§ **EXERCISE GOAL**
A word-for-word copy of the entries is the only acceptable reply.

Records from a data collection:
<<<<

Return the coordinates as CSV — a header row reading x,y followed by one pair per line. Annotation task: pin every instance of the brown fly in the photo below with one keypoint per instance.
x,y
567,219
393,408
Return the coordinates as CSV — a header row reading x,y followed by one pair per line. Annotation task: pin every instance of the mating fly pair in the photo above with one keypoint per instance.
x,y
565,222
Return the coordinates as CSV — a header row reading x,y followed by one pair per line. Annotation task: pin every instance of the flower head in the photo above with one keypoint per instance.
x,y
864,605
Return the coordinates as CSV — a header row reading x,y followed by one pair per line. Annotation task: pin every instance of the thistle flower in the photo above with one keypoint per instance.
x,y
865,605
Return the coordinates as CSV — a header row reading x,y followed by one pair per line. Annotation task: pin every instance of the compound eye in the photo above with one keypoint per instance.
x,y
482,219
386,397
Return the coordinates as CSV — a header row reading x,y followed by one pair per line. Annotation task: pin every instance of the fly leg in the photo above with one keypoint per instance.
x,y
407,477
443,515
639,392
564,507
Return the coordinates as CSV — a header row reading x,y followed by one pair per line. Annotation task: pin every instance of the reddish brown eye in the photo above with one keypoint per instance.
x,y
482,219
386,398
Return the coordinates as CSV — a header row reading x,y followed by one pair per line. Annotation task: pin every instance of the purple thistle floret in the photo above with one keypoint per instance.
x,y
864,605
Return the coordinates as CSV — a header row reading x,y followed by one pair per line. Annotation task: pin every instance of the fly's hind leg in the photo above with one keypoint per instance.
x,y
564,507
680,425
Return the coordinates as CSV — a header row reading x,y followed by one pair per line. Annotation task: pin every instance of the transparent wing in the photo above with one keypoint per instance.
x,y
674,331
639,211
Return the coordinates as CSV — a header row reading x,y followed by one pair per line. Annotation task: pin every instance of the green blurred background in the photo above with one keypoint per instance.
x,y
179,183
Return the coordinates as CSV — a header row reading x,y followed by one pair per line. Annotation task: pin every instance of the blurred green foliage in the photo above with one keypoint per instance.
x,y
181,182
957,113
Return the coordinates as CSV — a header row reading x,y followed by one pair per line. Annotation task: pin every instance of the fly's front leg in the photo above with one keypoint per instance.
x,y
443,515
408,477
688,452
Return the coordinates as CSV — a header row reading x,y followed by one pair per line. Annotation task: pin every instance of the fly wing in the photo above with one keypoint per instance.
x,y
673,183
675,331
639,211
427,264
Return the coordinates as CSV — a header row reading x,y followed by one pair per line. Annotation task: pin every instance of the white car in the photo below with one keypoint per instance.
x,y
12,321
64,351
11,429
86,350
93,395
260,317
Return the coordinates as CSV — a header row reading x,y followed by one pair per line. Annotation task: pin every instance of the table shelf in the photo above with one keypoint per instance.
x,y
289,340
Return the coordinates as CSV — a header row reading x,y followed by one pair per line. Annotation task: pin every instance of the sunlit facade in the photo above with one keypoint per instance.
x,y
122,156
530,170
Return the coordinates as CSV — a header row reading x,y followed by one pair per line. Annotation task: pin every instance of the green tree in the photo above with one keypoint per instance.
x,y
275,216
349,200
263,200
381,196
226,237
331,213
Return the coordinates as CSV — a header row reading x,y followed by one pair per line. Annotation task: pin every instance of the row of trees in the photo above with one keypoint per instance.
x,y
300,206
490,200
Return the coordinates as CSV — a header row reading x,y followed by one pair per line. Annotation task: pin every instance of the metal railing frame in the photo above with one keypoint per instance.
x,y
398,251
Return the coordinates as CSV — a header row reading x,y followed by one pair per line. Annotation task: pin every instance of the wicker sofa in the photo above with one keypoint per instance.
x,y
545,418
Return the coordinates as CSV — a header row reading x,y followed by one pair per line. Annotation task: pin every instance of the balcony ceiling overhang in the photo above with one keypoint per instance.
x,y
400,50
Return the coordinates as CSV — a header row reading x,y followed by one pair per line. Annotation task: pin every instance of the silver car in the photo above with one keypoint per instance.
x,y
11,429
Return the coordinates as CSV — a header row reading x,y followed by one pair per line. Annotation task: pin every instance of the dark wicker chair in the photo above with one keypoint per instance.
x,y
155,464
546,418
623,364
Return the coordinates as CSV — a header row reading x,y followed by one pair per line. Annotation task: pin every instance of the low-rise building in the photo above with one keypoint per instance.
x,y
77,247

>>>>

§ **RESULT**
Return the coordinates as CSV — a header row reading x,y followed by one pair per line. Annotation task: pin every instance of the brown fly in the photo below with one keypoint per instance.
x,y
567,219
393,408
Return the coordinates as CSV — a header row reading x,y followed by one pair per line. Annotation task: pin every instance of the mating fly pair in the photo above with one keypoint per instance.
x,y
565,222
Return the coordinates as CSV — a header row reading x,y followed by one pair per line. Annotation task: pin every instance of the flower head in the photo above with one keypoint per instance.
x,y
864,605
Return the coordinates as CSV — a header row reading x,y followed by one pair per line. Annotation task: pin every instance of the thistle flower in the photo above with one keypoint per instance.
x,y
865,605
Return the coordinates as CSV — a header row reading x,y followed by one pair per line. Annotation task: pin every instance of the compound eye in the photo above with one keypoint per instance.
x,y
482,219
386,397
Return the coordinates as CSV — a header row reading x,y followed by one pair per line. Annotation task: pin every instance of the fly leg in the photo above with one keypoint per instance.
x,y
407,477
443,515
639,392
564,507
Return the coordinates as CSV — a header row reading x,y followed by one pair per line. Annotation task: pin every instance of the reddish brown eye in the photo above with one keypoint per instance.
x,y
482,219
386,398
Return the coordinates as CSV — a header row reading x,y followed by one pair per line. Annotation task: pin every instance of the purple thistle floret in the photo above with one keypoint per instance.
x,y
864,605
Return the coordinates as CSV — a header row reading x,y followed by one pair per line. Annotation task: pin every instance of the fly's hind leg in the photo above with one keypoint per instance.
x,y
564,507
680,425
Return the coordinates as CSV — a header row reading x,y followed by one pair per line. Annotation task: pin every instance of the transparent wing in the photo above with one keypoint per instance.
x,y
674,331
639,211
Return the coordinates as CSV — a header row reading x,y followed by one pair per line. Annotation task: pin every instance of the green blurred background in the photo above with one keypoint per instance.
x,y
179,183
Return the coordinates as CSV — a header row reading x,y followed by one pair per line. Annotation task: pin every instance of the blurred green foliage in the photo above with one keypoint per instance.
x,y
181,182
957,113
Return the coordinates as CSV — a header row reading x,y followed by one pair per line. Annotation task: pin every instance of the fly's front leg in the photo above with one keypoint per instance.
x,y
443,515
408,477
688,452
Return the coordinates as CSV — a header row reading x,y followed by one pair per line. Annotation task: pin every instance of the fly wing in the photo above with one keypoint per instance.
x,y
673,183
675,331
639,211
427,264
Return the coordinates as CSV — a header row reading x,y followed by one pair per line. Annotation task: pin every instance of the white car in the photo below with one keypoint per instance.
x,y
12,321
64,351
11,429
86,350
93,395
260,317
Return the coordinates as CSV — a header row reading x,y followed by one pair per line. Annotation task: pin every instance of the table shelf in the photo above with one keypoint per instance.
x,y
289,340
Return the coordinates as CSV — a header row reading x,y followed by one pair per line. Annotation task: pin every instance of the sunlit facade in the photo above with one keypoint per instance.
x,y
122,156
530,170
Return the coordinates as CSV — a header row reading x,y followed by one pair per line. Annotation task: pin every instance of the green tree in the photo above with one keypoint per instance.
x,y
275,216
349,200
263,200
381,196
226,237
331,213
Return the coordinates as CSV — a header row reading x,y followed by one pair per line. Annotation task: pin every instance of the row of trees in the photo above with one keypoint per instance.
x,y
300,206
490,200
Return the coordinates as CSV — a header row reading x,y followed by one pair per line. Annotation task: pin every instance of the metal railing frame in the photo above with one keypoint per instance.
x,y
398,251
Return the coordinates as CSV — a header row reading x,y followed by one pair per line. Annotation task: pin every instance of the wicker sofa in the photo above with one keypoint per instance.
x,y
545,418
Return the coordinates as CSV — a header row reading x,y followed by one pair per line. Annotation task: pin every instance of the balcony ceiling overhang in the photo above with one keypoint per instance.
x,y
400,50
Return the coordinates as CSV — a header row reading x,y followed by one pair per line. Annotation task: pin every instance of the silver car in the photo above with one keypoint per instance.
x,y
11,429
Return the coordinates as CSV — a header row reading x,y followed by one pair per line. Annotation task: pin every instance of the dark wicker chair in the photo above with one keypoint per instance.
x,y
155,464
546,418
623,364
Return the coordinates as CSV — a header row reading x,y followed by one pair per line. Annotation task: pin every instance of the low-rise building in the photo above with one keypoint per instance.
x,y
77,247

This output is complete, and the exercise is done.